* Goal *
Each entry below is to be given again word for word, with no pictures.

* Data shown *
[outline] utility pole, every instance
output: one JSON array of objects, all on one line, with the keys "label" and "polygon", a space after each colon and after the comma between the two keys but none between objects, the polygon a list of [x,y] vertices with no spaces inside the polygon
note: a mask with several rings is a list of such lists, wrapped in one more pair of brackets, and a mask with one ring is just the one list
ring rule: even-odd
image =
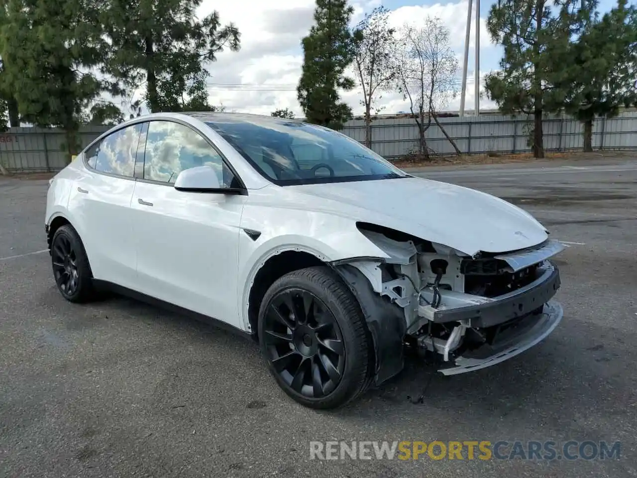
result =
[{"label": "utility pole", "polygon": [[476,0],[476,51],[475,69],[473,76],[475,78],[475,115],[480,114],[480,0]]},{"label": "utility pole", "polygon": [[[467,8],[467,28],[464,36],[464,57],[462,59],[462,83],[460,93],[460,117],[464,116],[464,103],[467,94],[467,69],[469,63],[469,41],[471,38],[472,1],[468,0]],[[475,84],[474,99],[475,114],[480,113],[480,0],[476,0],[476,22],[475,22],[475,67],[473,71],[473,77]]]},{"label": "utility pole", "polygon": [[464,34],[464,57],[462,59],[462,86],[460,94],[460,117],[464,116],[464,97],[467,92],[467,66],[469,63],[469,39],[471,33],[471,0],[467,8],[467,31]]}]

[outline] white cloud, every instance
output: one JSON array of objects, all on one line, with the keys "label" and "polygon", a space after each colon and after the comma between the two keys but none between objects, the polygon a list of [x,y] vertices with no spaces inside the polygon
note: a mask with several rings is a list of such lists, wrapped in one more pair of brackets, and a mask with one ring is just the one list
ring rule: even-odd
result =
[{"label": "white cloud", "polygon": [[[380,4],[379,0],[356,0],[352,23],[356,23],[366,11]],[[427,16],[437,17],[449,28],[452,48],[462,66],[466,25],[468,3],[403,6],[394,10],[390,22],[396,26],[405,22],[417,24]],[[313,0],[233,0],[217,2],[203,0],[199,14],[207,15],[213,10],[219,12],[222,24],[234,23],[241,34],[241,49],[238,52],[224,52],[210,66],[210,99],[213,104],[224,105],[231,111],[269,114],[277,108],[289,108],[297,115],[301,111],[296,99],[296,87],[303,62],[301,38],[313,22]],[[466,105],[473,108],[473,28],[469,43],[469,75]],[[485,20],[480,22],[481,66],[483,69],[496,67],[499,52],[490,43]],[[459,71],[459,77],[461,71]],[[231,85],[231,86],[229,86]],[[360,114],[360,94],[356,90],[343,94],[355,114]],[[396,93],[385,93],[380,103],[386,107],[383,113],[406,111],[408,106]],[[448,109],[457,109],[459,95],[452,99]],[[492,108],[487,100],[481,101],[481,108]]]}]

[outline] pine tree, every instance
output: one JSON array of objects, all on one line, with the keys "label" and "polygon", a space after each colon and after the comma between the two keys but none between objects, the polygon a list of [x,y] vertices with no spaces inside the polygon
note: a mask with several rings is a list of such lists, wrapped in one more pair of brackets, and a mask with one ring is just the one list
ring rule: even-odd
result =
[{"label": "pine tree", "polygon": [[348,27],[353,13],[347,0],[317,0],[315,24],[303,40],[299,103],[307,121],[334,129],[341,129],[352,117],[352,108],[340,100],[338,89],[347,91],[354,87],[354,80],[345,75],[357,41]]},{"label": "pine tree", "polygon": [[617,116],[637,102],[637,8],[627,4],[619,0],[568,50],[572,66],[559,86],[569,91],[567,112],[583,123],[584,151],[592,151],[596,117]]},{"label": "pine tree", "polygon": [[[555,58],[565,59],[573,36],[590,21],[596,0],[501,0],[489,11],[487,28],[504,47],[500,71],[488,75],[489,97],[506,113],[533,115],[533,154],[544,157],[542,117],[564,106],[568,92],[555,87],[560,70]],[[563,84],[563,83],[562,83]]]},{"label": "pine tree", "polygon": [[87,105],[104,91],[118,92],[90,71],[103,64],[107,47],[99,4],[6,0],[0,10],[3,83],[14,92],[25,120],[64,130],[69,155],[79,147],[77,132]]},{"label": "pine tree", "polygon": [[128,87],[145,86],[151,112],[208,104],[204,64],[240,48],[239,31],[213,11],[201,20],[201,0],[106,0],[102,21],[112,47],[109,71]]}]

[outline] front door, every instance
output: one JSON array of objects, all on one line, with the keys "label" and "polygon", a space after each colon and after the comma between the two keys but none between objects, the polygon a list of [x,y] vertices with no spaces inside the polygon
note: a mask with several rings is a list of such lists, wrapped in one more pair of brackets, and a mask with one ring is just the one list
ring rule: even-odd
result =
[{"label": "front door", "polygon": [[141,292],[240,326],[240,222],[245,196],[174,189],[179,173],[203,164],[230,186],[232,173],[199,133],[171,121],[148,124],[143,178],[131,201]]},{"label": "front door", "polygon": [[73,185],[68,203],[93,276],[127,287],[136,280],[131,199],[141,127],[118,129],[87,150],[87,170]]}]

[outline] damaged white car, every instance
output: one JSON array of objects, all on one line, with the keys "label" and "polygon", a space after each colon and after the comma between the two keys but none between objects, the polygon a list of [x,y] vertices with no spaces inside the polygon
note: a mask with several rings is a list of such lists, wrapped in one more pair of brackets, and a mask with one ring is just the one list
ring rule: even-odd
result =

* Answer to this exercise *
[outline] utility pole, every instance
output: one JSON array of objects, all on one line, with the keys "label" and "polygon", a space after each colon and after the comma between the two keys but none between objects, the polygon a list of [x,y] vertices with no spaces inside the polygon
note: a mask with several rings is a list of such lists, wrapped in one more pair of brackets, and a mask with one ring is just the one list
ring rule: even-odd
image =
result =
[{"label": "utility pole", "polygon": [[476,0],[476,51],[475,69],[473,76],[475,78],[475,115],[480,114],[480,0]]},{"label": "utility pole", "polygon": [[[467,8],[467,28],[464,36],[464,57],[462,59],[462,83],[460,93],[460,117],[464,116],[464,103],[467,94],[467,69],[469,63],[469,41],[471,38],[472,1],[468,0]],[[475,84],[474,99],[475,114],[480,113],[480,0],[476,0],[476,22],[475,22],[475,67],[473,71],[473,77]]]},{"label": "utility pole", "polygon": [[464,34],[464,57],[462,59],[462,86],[460,94],[460,117],[464,116],[464,97],[467,92],[467,66],[469,63],[469,39],[471,33],[471,0],[467,8],[467,31]]}]

[outline] white cloud, every instance
output: one JSON array of objects, all on one line, with the keys "label" and "polygon", a space after each colon and after the comma between the two keys but none between objects, the polygon a list of [x,y] vertices with no spaces inside the polygon
note: a mask with several rings is a list of such lists, wrapped in one more pair of brackets, and a mask with one ring is just the one list
ring rule: even-odd
result =
[{"label": "white cloud", "polygon": [[[380,4],[379,0],[356,0],[352,23],[356,23],[366,11]],[[427,16],[437,17],[449,28],[452,48],[462,66],[466,25],[468,3],[403,6],[394,10],[390,22],[396,26],[405,22],[417,24]],[[313,0],[233,0],[217,2],[203,0],[199,14],[207,15],[213,10],[219,12],[222,24],[234,23],[241,34],[241,49],[238,52],[224,52],[210,66],[210,99],[213,104],[224,105],[231,111],[269,114],[277,108],[289,108],[297,115],[301,111],[296,99],[296,87],[303,62],[301,38],[313,22]],[[466,105],[473,108],[473,28],[469,43],[469,75]],[[485,20],[480,22],[481,66],[483,69],[496,67],[499,52],[490,43]],[[459,71],[459,77],[461,71]],[[231,85],[231,86],[229,86]],[[360,114],[360,94],[356,90],[343,94],[355,114]],[[396,93],[385,93],[380,103],[386,107],[383,113],[406,111],[408,106]],[[448,109],[457,109],[459,95],[452,99]],[[492,108],[487,100],[481,101],[481,108]]]}]

[outline] pine tree, every instance
output: one JSON array of objects, all on one line, with the keys "label" and "polygon", a space after each colon and after the comma between the two keys but none between objects, the polygon a list of [x,y] vertices with no spaces inside the polygon
note: a mask with several rings is a list of such lists, wrapped in one more pair of brackets, and a mask with one ring is just the one list
ring rule: even-odd
result =
[{"label": "pine tree", "polygon": [[348,27],[353,13],[347,0],[317,0],[315,24],[303,40],[299,103],[307,121],[334,129],[341,129],[352,117],[352,108],[340,100],[338,89],[347,91],[354,87],[354,80],[345,75],[357,41]]},{"label": "pine tree", "polygon": [[617,116],[637,102],[637,8],[627,4],[619,0],[568,50],[572,66],[559,86],[569,91],[567,112],[583,123],[584,151],[592,151],[596,117]]},{"label": "pine tree", "polygon": [[[555,58],[565,59],[573,36],[590,21],[596,0],[501,0],[489,11],[487,28],[504,47],[500,71],[488,75],[489,97],[506,113],[533,115],[533,154],[544,157],[542,117],[564,106],[568,92],[555,87],[560,70]],[[563,84],[563,83],[562,83]]]},{"label": "pine tree", "polygon": [[87,105],[104,91],[118,92],[90,71],[103,64],[107,47],[99,4],[6,0],[0,10],[3,83],[14,92],[25,120],[64,130],[69,155],[79,147],[77,132]]},{"label": "pine tree", "polygon": [[128,87],[145,86],[151,112],[208,104],[204,64],[240,48],[239,31],[213,11],[201,20],[201,0],[106,0],[102,21],[112,47],[109,71]]}]

[outline] front door, every instance
output: one JSON array of objects, all on one line, with the keys "label" and "polygon", a space after each colon and after the comma between the two keys but none between objects, the polygon a list of [x,y] vertices with no spaces inside the polygon
note: a mask with several rings is a list of such lists, wrapped in one more pair of brackets, and a mask with one ring is just the one list
ring rule: even-odd
result =
[{"label": "front door", "polygon": [[141,292],[240,326],[240,222],[245,196],[174,189],[179,173],[203,164],[230,186],[232,173],[199,133],[171,121],[148,124],[143,178],[131,201]]},{"label": "front door", "polygon": [[73,185],[68,203],[93,276],[127,287],[136,280],[131,199],[141,127],[118,129],[87,150],[87,170]]}]

[outline] damaged white car, every instance
output: one JSON array of objects, all on one line, with the keys "label" and "polygon", a space after each colon and after the comma between the two keys but none between objects, the polygon a list of [x,y] vertices with no spaces inside the polygon
note: a mask with several rings is a list of such lists, wrapped in one more pair of brackets, and a mask with one ring is just the one list
ring rule: even-odd
result =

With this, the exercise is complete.